* [ACTIVITY]:
Transcribe the lines of the records starting with the one that has "If you could mark the dark wooden" in it and ending with the last, and transcribe nothing else.
**** DATASET ENTRIES
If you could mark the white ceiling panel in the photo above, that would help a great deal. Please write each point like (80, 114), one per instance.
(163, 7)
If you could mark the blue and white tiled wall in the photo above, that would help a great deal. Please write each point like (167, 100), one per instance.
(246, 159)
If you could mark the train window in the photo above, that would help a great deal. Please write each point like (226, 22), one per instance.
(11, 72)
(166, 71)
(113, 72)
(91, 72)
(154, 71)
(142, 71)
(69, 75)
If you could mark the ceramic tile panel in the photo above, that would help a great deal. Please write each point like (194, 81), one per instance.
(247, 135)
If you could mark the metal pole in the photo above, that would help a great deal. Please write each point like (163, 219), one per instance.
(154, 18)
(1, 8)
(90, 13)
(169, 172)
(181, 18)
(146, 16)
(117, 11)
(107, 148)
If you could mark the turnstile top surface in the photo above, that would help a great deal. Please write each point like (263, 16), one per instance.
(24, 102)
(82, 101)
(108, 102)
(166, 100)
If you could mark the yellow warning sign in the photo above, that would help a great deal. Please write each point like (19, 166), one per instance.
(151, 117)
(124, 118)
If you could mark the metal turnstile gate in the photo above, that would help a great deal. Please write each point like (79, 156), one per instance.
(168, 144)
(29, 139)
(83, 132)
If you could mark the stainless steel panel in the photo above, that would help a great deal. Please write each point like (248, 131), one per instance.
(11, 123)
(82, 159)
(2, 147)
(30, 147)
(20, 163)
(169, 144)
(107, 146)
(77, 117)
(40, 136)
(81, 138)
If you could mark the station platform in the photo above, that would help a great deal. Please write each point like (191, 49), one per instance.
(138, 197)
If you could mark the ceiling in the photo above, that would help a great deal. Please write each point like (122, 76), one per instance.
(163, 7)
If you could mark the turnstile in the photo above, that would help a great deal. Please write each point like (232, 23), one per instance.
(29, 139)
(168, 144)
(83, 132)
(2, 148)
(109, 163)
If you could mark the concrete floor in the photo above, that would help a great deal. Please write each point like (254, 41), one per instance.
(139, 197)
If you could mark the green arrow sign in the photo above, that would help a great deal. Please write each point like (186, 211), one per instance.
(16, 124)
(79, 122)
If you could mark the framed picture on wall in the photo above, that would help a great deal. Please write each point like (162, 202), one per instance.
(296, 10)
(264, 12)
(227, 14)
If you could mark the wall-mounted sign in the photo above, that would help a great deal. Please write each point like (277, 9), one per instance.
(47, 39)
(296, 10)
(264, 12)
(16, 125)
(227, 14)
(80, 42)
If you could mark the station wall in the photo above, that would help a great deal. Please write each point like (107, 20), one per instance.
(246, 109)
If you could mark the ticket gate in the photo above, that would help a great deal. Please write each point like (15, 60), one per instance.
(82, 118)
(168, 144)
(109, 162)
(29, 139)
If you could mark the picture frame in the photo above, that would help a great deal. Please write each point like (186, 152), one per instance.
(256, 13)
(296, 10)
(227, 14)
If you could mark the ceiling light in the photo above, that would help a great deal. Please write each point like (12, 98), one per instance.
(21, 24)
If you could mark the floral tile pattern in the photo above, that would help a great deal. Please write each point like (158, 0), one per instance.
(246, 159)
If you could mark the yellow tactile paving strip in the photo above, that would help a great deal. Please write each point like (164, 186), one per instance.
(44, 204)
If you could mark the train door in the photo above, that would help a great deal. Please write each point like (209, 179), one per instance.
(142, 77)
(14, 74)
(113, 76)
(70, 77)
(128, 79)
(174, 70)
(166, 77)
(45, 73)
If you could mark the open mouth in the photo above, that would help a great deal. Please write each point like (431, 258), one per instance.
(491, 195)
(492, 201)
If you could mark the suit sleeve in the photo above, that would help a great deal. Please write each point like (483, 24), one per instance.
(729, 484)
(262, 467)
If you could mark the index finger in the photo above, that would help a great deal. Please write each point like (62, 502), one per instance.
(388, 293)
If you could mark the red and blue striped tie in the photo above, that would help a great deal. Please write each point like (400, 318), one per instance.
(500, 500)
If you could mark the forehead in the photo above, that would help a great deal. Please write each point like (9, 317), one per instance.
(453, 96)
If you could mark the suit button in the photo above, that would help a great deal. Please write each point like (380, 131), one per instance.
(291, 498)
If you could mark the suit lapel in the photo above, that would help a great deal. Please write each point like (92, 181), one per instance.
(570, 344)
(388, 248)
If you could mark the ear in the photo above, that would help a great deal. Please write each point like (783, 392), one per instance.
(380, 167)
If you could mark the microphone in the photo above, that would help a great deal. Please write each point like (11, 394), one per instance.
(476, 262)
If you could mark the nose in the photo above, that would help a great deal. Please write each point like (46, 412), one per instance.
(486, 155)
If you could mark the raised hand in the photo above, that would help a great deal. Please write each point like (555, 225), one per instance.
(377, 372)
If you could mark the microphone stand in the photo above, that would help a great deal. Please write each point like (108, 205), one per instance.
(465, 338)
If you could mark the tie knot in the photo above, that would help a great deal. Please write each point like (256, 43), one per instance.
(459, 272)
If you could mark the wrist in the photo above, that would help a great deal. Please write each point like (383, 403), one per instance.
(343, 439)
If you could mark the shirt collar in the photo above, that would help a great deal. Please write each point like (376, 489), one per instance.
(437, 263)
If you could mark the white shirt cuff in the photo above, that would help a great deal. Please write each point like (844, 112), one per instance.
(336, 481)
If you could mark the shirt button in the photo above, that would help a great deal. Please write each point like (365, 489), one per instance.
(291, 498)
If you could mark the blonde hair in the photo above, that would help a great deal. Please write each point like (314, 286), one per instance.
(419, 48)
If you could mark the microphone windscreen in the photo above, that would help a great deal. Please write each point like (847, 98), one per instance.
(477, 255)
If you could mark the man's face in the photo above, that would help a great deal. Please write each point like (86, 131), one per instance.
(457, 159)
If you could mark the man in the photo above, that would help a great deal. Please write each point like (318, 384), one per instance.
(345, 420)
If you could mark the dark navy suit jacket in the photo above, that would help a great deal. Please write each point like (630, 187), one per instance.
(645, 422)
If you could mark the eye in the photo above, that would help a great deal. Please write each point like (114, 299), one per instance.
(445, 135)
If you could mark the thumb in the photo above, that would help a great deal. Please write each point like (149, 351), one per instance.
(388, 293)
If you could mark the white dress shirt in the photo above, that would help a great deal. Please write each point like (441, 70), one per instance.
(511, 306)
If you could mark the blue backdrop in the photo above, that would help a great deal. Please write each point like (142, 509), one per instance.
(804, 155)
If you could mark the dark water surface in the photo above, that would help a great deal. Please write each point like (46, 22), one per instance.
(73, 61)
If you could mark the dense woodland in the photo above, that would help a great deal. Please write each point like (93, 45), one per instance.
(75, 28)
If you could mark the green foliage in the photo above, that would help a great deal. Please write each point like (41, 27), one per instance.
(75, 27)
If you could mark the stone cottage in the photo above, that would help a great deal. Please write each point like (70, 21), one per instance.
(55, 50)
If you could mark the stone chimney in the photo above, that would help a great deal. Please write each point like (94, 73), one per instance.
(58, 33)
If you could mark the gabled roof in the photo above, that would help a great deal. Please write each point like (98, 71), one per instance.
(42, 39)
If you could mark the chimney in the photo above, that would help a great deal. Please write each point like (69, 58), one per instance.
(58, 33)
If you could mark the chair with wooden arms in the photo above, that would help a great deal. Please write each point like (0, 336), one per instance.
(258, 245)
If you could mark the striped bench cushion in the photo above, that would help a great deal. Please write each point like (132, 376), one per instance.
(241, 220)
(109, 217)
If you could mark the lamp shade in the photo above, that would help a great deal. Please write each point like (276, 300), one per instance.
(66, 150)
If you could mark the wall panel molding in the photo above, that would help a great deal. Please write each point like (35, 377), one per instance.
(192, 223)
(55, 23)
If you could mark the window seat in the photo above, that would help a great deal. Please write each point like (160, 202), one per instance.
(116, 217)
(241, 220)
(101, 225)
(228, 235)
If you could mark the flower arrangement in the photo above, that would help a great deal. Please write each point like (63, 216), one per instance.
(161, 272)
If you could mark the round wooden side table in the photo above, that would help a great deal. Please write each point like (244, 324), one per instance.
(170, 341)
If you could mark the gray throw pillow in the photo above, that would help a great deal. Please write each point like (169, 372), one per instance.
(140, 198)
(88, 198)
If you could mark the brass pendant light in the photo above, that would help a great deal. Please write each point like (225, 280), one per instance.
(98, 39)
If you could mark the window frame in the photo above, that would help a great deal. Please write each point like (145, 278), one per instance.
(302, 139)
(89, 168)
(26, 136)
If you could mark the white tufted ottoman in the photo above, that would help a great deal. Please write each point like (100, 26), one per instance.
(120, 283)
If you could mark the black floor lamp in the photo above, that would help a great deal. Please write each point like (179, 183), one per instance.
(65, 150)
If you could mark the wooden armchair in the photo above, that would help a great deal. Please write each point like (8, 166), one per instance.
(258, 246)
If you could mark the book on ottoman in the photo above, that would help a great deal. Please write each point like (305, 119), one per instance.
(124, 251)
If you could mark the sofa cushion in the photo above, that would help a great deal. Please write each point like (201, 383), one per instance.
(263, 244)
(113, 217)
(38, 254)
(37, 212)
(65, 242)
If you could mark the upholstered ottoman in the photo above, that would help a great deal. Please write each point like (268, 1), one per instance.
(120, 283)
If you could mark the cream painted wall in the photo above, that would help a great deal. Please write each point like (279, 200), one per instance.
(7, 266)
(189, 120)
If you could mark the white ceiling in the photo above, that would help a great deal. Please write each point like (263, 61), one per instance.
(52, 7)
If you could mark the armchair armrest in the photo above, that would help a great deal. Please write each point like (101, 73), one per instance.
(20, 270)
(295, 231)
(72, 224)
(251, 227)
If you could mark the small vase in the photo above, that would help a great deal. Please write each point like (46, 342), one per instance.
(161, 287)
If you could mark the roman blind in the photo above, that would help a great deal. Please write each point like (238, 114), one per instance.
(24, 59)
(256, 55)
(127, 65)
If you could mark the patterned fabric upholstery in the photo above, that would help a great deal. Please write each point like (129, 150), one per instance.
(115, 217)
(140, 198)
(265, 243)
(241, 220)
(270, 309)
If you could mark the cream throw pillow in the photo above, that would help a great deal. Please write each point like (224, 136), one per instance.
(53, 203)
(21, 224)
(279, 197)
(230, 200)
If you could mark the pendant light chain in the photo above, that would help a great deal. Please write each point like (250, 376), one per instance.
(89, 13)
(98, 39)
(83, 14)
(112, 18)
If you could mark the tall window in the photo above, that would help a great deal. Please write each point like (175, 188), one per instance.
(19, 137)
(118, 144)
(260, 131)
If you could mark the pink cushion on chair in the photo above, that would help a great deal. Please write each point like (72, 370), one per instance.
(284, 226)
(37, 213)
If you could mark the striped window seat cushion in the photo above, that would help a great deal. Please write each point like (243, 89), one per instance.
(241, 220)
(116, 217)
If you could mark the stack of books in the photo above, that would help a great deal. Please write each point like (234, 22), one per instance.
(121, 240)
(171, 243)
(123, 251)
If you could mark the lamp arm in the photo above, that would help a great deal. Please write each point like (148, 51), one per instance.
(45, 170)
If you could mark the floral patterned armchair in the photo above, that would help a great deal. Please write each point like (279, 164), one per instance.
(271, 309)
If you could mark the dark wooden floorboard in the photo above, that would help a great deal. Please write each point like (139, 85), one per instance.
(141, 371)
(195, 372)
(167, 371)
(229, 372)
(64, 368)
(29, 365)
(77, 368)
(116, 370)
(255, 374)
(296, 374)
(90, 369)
********
* [ANSWER TO THE PROBLEM]:
If you could mark the dark wooden floorboard in the photo above, that would help a great deal. Please write each point like (139, 85), one per instance.
(141, 371)
(195, 372)
(167, 371)
(229, 372)
(64, 368)
(29, 365)
(77, 368)
(116, 370)
(255, 374)
(296, 374)
(90, 369)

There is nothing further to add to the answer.